Region pointing data:
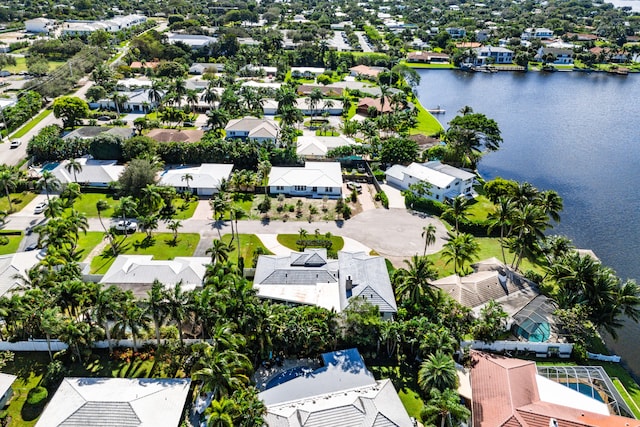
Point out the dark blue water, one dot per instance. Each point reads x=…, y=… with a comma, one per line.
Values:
x=576, y=133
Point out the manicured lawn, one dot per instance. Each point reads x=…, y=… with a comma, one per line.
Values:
x=289, y=241
x=18, y=200
x=88, y=241
x=30, y=367
x=489, y=247
x=87, y=205
x=30, y=124
x=184, y=210
x=249, y=243
x=480, y=208
x=162, y=247
x=427, y=124
x=12, y=247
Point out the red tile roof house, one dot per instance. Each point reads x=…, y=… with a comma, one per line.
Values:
x=505, y=394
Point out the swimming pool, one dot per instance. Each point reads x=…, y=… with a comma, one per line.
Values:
x=586, y=389
x=288, y=375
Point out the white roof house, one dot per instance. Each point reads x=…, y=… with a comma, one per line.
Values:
x=12, y=265
x=5, y=388
x=205, y=181
x=138, y=272
x=343, y=392
x=96, y=173
x=446, y=182
x=194, y=41
x=315, y=179
x=311, y=278
x=311, y=146
x=261, y=130
x=117, y=402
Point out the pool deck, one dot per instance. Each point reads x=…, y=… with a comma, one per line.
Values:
x=263, y=375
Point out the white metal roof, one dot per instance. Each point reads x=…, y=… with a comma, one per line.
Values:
x=116, y=402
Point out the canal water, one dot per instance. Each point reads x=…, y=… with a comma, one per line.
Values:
x=576, y=133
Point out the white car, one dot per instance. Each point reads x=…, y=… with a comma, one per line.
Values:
x=40, y=207
x=126, y=226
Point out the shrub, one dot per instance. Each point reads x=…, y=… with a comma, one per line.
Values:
x=37, y=395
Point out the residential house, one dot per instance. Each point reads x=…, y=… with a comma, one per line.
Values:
x=5, y=388
x=253, y=128
x=366, y=72
x=142, y=402
x=194, y=41
x=428, y=57
x=493, y=55
x=92, y=173
x=315, y=179
x=491, y=281
x=509, y=392
x=316, y=147
x=176, y=135
x=559, y=55
x=306, y=72
x=329, y=106
x=536, y=33
x=445, y=182
x=204, y=180
x=13, y=266
x=39, y=25
x=310, y=278
x=456, y=33
x=204, y=67
x=342, y=392
x=138, y=272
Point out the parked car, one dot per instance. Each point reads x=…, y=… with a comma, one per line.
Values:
x=354, y=186
x=40, y=207
x=126, y=226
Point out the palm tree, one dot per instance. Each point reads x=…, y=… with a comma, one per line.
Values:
x=413, y=281
x=157, y=306
x=458, y=210
x=48, y=182
x=437, y=372
x=219, y=251
x=429, y=236
x=460, y=249
x=186, y=178
x=75, y=166
x=8, y=181
x=444, y=408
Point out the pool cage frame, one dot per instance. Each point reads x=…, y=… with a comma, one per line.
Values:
x=593, y=376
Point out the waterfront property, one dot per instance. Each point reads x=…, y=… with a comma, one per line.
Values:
x=143, y=402
x=311, y=278
x=315, y=179
x=445, y=182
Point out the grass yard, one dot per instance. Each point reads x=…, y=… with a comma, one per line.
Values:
x=12, y=247
x=289, y=241
x=249, y=243
x=31, y=124
x=18, y=200
x=31, y=366
x=489, y=247
x=184, y=210
x=427, y=124
x=87, y=205
x=161, y=247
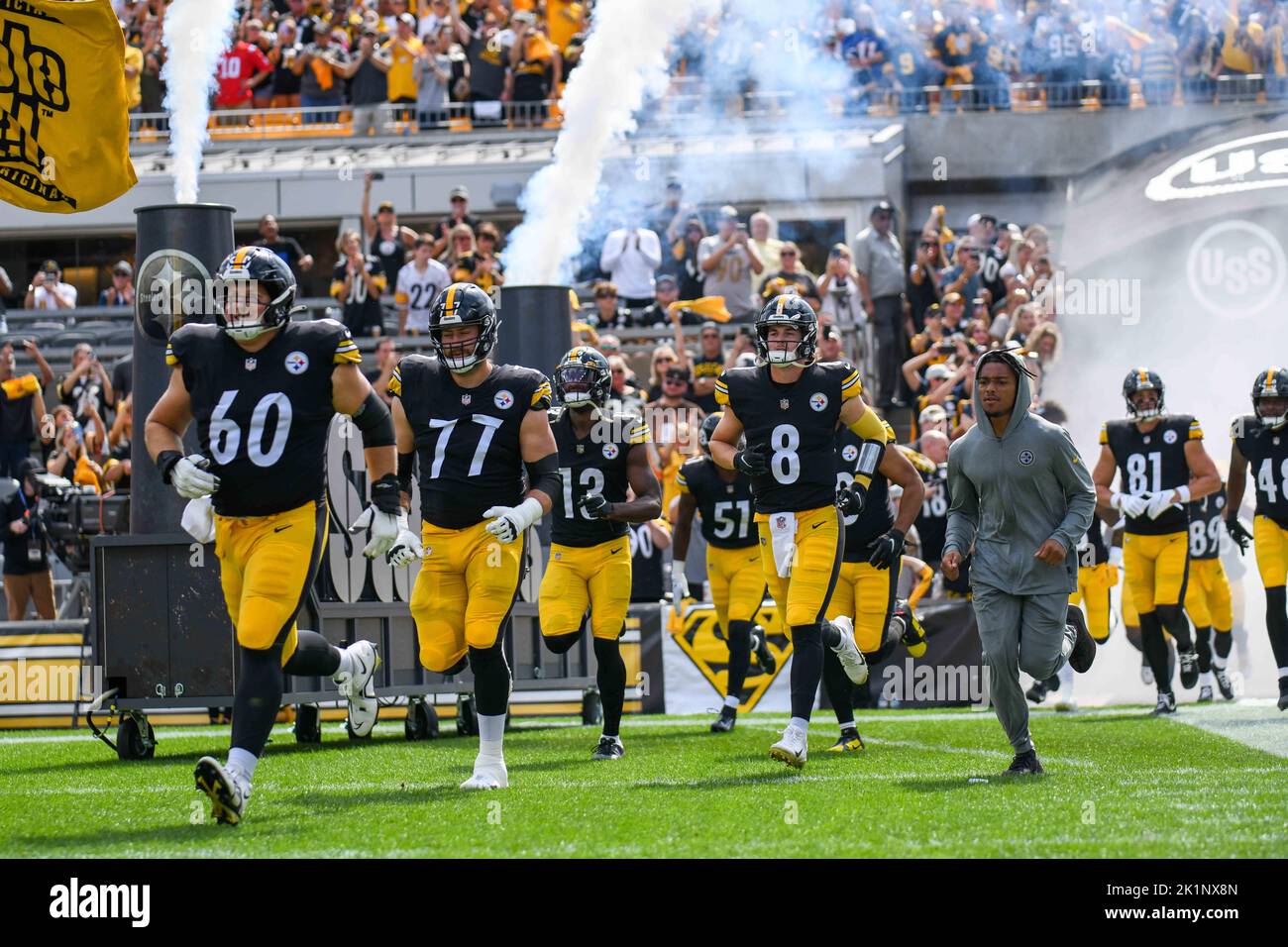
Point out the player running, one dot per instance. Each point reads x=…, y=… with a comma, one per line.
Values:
x=472, y=428
x=722, y=500
x=790, y=407
x=1162, y=467
x=263, y=390
x=600, y=457
x=1261, y=442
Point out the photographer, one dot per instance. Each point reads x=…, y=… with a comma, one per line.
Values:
x=26, y=551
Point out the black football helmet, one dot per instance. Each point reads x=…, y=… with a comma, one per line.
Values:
x=1142, y=380
x=583, y=377
x=463, y=304
x=241, y=273
x=1273, y=382
x=787, y=309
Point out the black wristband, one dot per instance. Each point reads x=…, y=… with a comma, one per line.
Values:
x=384, y=495
x=165, y=464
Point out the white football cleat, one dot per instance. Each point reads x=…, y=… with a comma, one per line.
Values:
x=487, y=775
x=848, y=652
x=791, y=749
x=360, y=689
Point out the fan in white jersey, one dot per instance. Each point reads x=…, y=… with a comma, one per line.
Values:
x=420, y=281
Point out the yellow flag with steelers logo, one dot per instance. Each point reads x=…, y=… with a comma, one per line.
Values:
x=64, y=142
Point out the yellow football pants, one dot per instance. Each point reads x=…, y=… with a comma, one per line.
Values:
x=1093, y=594
x=1155, y=569
x=803, y=598
x=267, y=566
x=1207, y=595
x=1271, y=544
x=864, y=594
x=464, y=591
x=737, y=582
x=578, y=578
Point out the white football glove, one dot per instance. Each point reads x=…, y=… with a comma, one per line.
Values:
x=384, y=530
x=1128, y=504
x=679, y=586
x=192, y=479
x=510, y=522
x=406, y=548
x=1159, y=504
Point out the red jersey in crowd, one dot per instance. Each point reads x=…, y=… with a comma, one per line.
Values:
x=236, y=65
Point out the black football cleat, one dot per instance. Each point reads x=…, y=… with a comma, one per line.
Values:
x=1189, y=661
x=608, y=749
x=726, y=720
x=1083, y=644
x=760, y=646
x=1025, y=764
x=848, y=742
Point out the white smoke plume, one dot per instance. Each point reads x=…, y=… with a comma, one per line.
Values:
x=623, y=62
x=196, y=34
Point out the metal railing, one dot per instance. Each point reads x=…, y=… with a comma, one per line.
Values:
x=455, y=118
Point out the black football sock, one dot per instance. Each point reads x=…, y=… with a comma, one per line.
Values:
x=1276, y=622
x=739, y=656
x=1203, y=642
x=1172, y=618
x=561, y=644
x=840, y=690
x=314, y=657
x=806, y=668
x=259, y=696
x=1154, y=646
x=610, y=678
x=490, y=680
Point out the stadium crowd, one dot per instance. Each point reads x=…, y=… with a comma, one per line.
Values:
x=496, y=60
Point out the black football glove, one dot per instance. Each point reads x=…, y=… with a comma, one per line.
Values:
x=1237, y=532
x=752, y=460
x=887, y=551
x=851, y=499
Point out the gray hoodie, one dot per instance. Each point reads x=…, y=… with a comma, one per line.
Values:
x=1012, y=493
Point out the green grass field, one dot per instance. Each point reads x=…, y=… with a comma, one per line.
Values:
x=1117, y=784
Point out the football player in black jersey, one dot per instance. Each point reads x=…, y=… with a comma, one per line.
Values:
x=600, y=457
x=722, y=500
x=472, y=428
x=1261, y=441
x=1162, y=467
x=789, y=407
x=867, y=586
x=263, y=390
x=1207, y=595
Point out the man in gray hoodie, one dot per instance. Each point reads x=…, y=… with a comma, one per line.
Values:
x=1021, y=500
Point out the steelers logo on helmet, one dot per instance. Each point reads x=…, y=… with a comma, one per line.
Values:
x=1270, y=397
x=254, y=290
x=787, y=309
x=583, y=377
x=1142, y=380
x=459, y=309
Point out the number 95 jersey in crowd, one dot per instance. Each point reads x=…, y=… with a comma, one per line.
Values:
x=798, y=421
x=263, y=416
x=468, y=447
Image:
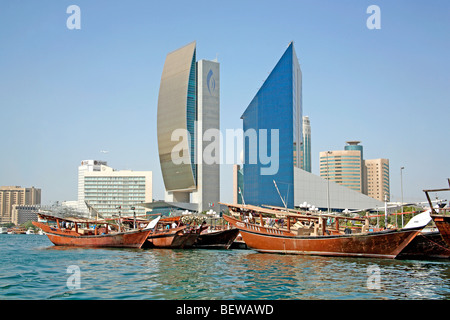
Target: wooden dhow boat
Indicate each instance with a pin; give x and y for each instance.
(293, 232)
(82, 232)
(216, 239)
(440, 216)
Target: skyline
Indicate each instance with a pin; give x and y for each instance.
(66, 95)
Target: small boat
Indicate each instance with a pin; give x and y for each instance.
(172, 233)
(216, 239)
(82, 232)
(295, 232)
(441, 215)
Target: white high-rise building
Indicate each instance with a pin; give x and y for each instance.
(110, 191)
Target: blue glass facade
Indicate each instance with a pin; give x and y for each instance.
(277, 105)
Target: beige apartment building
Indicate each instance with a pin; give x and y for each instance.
(377, 173)
(16, 195)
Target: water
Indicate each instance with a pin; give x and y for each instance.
(32, 268)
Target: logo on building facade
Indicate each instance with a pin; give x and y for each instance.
(211, 82)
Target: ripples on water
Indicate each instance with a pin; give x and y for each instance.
(32, 268)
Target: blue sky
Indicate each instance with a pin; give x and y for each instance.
(67, 94)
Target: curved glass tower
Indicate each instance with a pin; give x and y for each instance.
(188, 105)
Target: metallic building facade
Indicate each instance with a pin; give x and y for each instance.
(276, 106)
(188, 107)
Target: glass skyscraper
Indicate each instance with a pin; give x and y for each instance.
(276, 106)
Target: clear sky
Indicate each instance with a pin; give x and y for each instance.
(65, 95)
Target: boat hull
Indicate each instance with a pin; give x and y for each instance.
(221, 239)
(131, 239)
(383, 244)
(442, 222)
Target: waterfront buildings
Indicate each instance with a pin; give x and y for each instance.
(349, 168)
(188, 109)
(275, 115)
(16, 195)
(238, 183)
(110, 191)
(377, 173)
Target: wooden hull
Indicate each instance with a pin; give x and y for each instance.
(383, 244)
(426, 245)
(221, 239)
(442, 222)
(131, 239)
(171, 239)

[What you need to do] Copy exactly, and copy nothing else: the lines from the start of the data above through the line that holds "Point out the manicured". The pictures stay out.

[Solution for this exercise]
Point out the dark blue water, one dot per instance. Each point reads x=…, y=… with a comma, one per line.
Values:
x=576, y=133
Point out the manicured lawn, one dot per instance. Each point reads x=…, y=… with a comma, one per line.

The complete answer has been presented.